What needs to be done - From the line that contains "the dark green" to the last line of the data, every line is to be transcribed exactly; no other line is to be included.

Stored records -
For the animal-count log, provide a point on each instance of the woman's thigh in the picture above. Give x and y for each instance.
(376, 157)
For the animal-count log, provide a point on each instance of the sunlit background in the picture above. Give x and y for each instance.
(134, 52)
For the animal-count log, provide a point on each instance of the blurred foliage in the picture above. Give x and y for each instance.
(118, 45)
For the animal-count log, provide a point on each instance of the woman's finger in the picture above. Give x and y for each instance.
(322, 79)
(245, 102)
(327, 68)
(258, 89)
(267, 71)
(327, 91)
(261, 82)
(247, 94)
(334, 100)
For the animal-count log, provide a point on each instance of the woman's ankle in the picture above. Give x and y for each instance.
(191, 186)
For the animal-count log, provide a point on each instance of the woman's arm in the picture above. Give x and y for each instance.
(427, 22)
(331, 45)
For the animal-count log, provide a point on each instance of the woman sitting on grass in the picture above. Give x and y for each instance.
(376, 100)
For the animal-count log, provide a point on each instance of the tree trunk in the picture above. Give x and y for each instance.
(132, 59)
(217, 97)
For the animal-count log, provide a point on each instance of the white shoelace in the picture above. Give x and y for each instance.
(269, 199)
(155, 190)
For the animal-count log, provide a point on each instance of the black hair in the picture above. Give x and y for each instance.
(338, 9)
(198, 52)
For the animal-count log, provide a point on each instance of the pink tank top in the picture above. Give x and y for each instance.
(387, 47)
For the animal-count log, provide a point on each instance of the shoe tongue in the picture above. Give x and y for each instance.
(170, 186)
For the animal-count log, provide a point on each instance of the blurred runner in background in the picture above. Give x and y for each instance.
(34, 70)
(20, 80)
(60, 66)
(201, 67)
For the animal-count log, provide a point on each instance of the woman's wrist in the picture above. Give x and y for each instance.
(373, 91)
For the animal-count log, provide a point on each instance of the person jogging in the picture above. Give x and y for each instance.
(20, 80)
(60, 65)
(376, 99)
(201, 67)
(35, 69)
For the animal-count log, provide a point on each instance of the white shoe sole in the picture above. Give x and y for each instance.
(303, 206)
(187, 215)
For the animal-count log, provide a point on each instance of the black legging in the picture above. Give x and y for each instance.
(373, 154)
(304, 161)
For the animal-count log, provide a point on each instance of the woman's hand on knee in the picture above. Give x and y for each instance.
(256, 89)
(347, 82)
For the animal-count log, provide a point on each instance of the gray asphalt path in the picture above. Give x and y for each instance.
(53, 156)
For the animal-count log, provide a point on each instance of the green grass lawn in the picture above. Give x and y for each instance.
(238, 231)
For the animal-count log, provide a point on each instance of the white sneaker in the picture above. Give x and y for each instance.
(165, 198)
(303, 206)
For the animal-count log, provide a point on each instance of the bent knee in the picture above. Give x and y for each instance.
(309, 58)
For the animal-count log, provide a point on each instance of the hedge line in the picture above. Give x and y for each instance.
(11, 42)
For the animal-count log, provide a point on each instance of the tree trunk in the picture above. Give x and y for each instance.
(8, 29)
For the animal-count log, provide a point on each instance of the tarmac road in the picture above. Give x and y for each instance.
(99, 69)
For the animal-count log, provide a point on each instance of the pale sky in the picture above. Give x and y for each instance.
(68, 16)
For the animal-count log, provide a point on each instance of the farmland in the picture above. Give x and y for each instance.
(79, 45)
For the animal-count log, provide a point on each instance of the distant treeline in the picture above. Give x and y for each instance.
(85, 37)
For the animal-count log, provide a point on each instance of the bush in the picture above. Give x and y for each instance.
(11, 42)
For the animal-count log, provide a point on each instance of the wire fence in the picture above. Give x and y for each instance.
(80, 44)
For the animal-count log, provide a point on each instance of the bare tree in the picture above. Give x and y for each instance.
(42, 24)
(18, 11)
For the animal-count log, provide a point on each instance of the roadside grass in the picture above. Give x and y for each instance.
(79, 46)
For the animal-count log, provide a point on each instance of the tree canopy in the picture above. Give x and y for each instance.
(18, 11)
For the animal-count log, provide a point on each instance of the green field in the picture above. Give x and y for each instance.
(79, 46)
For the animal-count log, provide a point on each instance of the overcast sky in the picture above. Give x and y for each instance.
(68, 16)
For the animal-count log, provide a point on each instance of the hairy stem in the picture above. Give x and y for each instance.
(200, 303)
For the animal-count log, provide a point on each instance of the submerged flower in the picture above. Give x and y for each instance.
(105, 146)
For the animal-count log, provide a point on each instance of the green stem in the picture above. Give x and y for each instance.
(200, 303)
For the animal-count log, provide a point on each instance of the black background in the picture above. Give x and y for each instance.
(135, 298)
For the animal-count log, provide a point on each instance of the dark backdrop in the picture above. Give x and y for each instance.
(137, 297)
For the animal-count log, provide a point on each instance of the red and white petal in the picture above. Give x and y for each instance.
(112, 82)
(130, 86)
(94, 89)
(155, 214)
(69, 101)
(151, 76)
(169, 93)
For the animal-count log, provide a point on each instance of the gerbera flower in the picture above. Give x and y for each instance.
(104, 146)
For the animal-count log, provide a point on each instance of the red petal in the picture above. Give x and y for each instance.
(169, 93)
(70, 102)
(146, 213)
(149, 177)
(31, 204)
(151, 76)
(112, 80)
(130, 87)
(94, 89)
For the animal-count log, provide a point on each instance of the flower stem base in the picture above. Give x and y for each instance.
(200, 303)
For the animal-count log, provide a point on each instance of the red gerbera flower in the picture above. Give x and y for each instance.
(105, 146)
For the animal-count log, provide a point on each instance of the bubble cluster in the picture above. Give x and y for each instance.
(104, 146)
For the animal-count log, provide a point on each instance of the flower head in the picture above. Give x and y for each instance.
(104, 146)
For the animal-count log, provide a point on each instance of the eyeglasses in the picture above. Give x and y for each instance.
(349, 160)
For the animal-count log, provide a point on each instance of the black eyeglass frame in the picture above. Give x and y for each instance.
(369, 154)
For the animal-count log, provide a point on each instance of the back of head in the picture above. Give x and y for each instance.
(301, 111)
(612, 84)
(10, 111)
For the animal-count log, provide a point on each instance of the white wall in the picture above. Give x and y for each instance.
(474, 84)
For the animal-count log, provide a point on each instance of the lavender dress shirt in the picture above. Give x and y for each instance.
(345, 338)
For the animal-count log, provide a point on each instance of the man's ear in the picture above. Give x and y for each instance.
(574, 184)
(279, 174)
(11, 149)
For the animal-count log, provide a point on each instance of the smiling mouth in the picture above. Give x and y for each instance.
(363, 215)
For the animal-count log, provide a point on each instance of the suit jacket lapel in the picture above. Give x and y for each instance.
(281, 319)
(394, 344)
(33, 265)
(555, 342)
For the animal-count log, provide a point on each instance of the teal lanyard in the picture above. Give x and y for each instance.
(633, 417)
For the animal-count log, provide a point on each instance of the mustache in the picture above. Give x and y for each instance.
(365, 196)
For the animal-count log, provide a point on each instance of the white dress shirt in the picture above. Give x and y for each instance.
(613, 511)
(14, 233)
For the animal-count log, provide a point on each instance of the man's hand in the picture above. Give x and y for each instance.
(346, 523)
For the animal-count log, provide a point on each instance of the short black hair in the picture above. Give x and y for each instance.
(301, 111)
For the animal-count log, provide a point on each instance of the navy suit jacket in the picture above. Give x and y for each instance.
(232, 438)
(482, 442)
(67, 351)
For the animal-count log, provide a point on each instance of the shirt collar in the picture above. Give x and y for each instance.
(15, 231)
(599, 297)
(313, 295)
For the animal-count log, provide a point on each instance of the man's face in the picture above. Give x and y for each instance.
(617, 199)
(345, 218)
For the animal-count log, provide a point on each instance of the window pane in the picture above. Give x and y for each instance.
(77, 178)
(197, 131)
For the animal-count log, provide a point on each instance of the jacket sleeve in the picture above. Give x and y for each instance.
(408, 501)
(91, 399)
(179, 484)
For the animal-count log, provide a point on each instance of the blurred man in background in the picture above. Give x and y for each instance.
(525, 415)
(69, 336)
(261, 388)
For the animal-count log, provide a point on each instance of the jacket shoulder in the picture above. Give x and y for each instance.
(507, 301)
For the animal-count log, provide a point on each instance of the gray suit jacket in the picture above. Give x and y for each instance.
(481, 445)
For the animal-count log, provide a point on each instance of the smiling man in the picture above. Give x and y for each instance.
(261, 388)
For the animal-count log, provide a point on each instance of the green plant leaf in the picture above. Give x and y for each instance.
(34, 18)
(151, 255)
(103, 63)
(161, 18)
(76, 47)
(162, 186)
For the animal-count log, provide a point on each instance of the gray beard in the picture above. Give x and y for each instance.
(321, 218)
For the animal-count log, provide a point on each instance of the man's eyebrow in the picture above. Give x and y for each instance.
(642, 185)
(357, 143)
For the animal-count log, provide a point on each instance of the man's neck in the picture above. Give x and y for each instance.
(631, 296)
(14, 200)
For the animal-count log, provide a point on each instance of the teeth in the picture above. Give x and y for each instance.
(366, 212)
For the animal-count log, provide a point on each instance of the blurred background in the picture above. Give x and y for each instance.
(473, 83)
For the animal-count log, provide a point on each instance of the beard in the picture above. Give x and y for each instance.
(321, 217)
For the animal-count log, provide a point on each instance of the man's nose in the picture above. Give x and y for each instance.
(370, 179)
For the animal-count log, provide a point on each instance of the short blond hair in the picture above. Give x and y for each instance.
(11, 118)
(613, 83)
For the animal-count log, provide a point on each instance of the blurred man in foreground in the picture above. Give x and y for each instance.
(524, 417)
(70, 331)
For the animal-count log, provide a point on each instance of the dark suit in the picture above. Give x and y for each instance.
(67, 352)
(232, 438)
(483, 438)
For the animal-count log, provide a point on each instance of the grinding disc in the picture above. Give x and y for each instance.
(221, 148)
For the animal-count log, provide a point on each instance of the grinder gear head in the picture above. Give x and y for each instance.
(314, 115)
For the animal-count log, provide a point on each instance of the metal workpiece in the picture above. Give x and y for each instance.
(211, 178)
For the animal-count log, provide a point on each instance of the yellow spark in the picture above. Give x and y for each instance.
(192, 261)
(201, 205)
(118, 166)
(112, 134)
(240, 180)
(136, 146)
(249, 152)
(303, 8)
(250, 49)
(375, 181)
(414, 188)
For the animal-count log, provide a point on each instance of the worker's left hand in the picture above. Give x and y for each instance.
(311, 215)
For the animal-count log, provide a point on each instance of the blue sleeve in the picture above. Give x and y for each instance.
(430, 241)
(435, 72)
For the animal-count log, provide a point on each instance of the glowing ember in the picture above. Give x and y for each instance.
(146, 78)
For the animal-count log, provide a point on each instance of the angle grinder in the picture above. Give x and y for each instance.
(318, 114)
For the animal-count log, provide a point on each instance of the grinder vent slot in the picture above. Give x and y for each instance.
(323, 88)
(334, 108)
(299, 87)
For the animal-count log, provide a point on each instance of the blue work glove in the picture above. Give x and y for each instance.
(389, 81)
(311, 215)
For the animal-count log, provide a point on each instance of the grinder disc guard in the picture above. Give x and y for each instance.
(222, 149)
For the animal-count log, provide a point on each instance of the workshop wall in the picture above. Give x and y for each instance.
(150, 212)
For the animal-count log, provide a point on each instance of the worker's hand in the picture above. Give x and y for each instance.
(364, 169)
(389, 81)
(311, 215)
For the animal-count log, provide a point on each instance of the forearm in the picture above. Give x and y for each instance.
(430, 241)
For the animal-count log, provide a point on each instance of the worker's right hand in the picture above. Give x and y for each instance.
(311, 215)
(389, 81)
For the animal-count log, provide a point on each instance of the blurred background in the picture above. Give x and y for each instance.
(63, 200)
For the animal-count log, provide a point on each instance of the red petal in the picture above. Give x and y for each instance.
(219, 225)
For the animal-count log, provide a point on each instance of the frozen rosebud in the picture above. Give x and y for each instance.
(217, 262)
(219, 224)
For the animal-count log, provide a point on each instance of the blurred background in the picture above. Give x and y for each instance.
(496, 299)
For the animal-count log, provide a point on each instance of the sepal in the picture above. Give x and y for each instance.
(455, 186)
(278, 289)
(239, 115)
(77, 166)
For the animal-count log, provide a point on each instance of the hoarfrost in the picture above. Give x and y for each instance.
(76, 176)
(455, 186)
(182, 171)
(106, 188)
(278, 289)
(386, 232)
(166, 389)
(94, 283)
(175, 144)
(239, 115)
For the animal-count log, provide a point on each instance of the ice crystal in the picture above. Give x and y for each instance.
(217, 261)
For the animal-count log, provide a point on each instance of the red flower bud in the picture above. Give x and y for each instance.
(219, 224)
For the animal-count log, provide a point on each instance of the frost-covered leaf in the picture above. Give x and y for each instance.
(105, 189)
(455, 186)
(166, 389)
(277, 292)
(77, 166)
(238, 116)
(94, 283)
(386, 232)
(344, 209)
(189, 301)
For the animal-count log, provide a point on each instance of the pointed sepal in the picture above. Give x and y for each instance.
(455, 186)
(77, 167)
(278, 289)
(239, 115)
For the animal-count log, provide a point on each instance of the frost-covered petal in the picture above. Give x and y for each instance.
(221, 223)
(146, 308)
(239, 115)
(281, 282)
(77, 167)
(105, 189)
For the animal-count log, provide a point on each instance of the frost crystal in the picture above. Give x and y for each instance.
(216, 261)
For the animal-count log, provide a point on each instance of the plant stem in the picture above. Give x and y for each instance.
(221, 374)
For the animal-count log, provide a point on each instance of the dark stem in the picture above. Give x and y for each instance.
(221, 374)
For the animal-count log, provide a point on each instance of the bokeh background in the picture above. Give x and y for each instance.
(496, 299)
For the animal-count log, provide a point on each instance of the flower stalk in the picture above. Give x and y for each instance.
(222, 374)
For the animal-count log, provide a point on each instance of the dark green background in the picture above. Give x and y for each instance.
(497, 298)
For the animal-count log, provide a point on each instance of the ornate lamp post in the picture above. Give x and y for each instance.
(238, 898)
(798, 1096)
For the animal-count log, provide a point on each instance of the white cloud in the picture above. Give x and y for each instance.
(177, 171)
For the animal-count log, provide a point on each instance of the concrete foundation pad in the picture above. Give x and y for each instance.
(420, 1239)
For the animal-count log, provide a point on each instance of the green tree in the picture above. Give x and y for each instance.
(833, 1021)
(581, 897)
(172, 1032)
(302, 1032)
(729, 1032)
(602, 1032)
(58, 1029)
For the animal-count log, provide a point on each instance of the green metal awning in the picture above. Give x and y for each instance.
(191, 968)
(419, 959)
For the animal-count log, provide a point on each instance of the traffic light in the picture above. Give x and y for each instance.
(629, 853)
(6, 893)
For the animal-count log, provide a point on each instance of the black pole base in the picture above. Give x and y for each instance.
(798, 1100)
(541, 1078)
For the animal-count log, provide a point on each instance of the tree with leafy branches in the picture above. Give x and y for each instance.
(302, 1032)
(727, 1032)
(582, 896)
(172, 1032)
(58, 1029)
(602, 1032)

Solution to the exercise -
For the animal-count log, provide a point on each instance of the dark green background in the picture above. Give x and y for each instance.
(497, 298)
For the animal-count log, provide a point on each instance of the ornate lamp post in the picture above. Give x and y for each instance.
(238, 898)
(798, 1096)
For the animal-count log, provide a point on each instance of the white cloud in the picture above. Give x and y for each instance.
(177, 171)
For the animal-count log, provide a point on each instance of the concrete foundation pad in the picture above. Give x and y for each instance.
(420, 1239)
For the animal-count log, provide a point on each instance of the green tree in the picture above. Give x and y for each instance.
(833, 1021)
(581, 897)
(172, 1032)
(302, 1032)
(729, 1032)
(602, 1032)
(58, 1029)
For the animal-count log, provide a point on each instance of the green metal awning in the picture above. Give x and y for each instance.
(191, 968)
(419, 959)
For the animal-count log, provide a point on each instance of the traffic light in the picture above. Give x and y for each instance.
(629, 853)
(6, 893)
For the animal-count log, provide a point on each instance of the black pole base in the picture above. Give x and y for each instance.
(798, 1100)
(541, 1078)
For the animal-count log, provide a point on each instance of the tree with leafy branches in the picture above. Give x and y for each instance.
(302, 1032)
(727, 1032)
(582, 896)
(172, 1032)
(58, 1029)
(602, 1032)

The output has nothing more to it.